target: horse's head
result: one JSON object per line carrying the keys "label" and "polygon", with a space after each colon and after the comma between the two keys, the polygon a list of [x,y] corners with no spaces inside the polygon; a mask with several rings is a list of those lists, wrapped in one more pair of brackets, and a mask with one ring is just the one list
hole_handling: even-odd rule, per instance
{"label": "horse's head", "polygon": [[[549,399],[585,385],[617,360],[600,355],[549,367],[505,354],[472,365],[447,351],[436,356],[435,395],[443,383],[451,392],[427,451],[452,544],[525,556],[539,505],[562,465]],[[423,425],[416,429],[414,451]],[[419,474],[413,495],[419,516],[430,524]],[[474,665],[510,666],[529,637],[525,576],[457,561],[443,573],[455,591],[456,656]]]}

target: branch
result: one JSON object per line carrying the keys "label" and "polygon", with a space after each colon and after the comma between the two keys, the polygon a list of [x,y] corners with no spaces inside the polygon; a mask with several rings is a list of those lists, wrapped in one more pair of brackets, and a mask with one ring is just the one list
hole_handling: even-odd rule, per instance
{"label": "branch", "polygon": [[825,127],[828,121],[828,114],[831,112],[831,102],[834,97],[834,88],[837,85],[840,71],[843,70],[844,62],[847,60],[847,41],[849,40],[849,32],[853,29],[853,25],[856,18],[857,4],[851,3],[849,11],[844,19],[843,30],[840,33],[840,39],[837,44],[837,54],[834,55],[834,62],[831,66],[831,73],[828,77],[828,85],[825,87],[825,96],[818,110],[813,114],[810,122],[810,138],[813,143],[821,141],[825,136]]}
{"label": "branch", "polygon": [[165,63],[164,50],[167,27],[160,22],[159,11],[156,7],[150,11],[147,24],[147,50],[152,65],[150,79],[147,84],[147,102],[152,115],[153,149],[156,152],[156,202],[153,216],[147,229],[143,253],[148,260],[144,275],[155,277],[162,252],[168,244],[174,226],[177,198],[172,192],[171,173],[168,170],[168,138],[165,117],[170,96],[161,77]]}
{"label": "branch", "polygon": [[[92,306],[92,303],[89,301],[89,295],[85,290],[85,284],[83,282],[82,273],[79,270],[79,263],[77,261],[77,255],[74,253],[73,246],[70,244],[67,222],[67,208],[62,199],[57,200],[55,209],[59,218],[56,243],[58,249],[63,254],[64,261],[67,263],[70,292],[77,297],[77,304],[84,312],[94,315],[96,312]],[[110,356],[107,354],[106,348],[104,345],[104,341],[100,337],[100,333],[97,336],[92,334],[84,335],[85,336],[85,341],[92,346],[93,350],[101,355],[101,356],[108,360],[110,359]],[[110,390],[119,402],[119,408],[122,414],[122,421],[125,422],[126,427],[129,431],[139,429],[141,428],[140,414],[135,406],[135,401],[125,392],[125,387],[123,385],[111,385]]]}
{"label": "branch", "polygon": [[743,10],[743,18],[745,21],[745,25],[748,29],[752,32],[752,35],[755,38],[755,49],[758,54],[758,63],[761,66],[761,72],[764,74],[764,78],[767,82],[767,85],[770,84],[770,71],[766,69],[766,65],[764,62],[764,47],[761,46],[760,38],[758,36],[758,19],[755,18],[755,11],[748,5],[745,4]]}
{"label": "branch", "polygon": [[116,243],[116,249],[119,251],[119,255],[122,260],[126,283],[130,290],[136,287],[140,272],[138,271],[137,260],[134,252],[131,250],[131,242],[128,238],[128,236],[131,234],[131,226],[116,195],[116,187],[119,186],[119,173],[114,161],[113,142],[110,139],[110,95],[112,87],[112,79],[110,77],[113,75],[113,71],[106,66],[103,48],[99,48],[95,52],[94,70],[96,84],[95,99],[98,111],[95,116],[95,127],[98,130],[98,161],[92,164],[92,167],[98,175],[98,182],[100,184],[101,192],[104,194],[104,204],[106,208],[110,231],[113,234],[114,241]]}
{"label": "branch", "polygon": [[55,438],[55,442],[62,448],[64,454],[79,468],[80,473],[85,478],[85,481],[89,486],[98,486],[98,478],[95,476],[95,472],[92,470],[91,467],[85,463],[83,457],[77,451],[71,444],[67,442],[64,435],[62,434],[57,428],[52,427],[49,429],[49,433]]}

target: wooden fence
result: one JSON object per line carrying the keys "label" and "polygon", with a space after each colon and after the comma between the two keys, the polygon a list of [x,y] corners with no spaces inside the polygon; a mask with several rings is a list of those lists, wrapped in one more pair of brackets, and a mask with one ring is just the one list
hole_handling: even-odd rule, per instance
-------
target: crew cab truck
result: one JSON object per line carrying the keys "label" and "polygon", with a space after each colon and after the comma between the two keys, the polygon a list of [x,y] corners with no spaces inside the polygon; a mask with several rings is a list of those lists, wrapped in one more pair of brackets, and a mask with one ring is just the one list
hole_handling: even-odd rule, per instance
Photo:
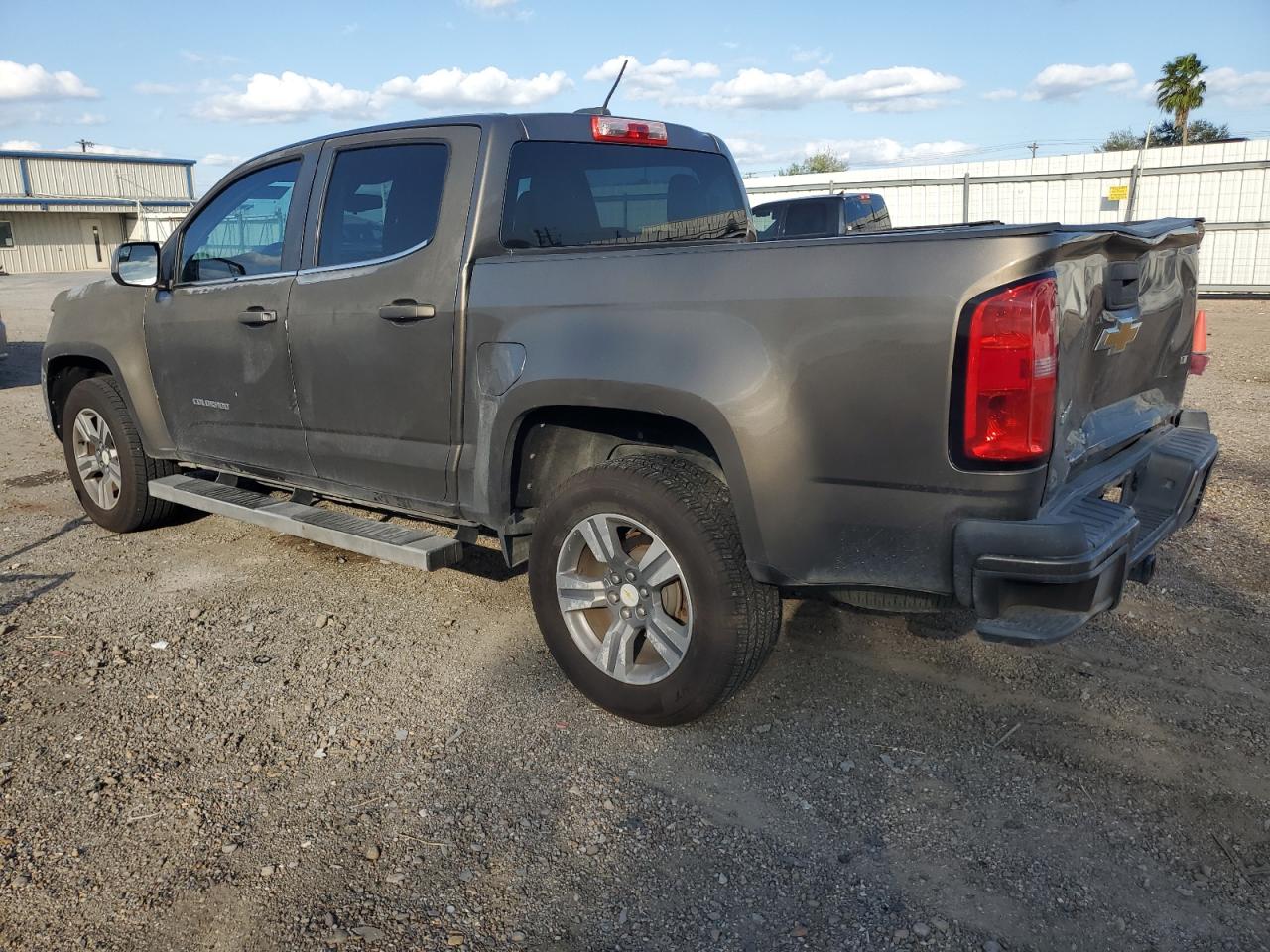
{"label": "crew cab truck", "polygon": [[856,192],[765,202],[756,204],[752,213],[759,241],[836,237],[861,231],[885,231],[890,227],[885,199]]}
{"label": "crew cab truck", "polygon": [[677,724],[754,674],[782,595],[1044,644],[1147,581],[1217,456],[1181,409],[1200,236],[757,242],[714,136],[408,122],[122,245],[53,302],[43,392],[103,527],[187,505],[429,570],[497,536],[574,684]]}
-------
WHAT TO DO –
Gather every line in the rows above that contains the string "target", and copy each one out.

SOLUTION –
target: horse's head
target: branch
target: wooden fence
target: crew cab truck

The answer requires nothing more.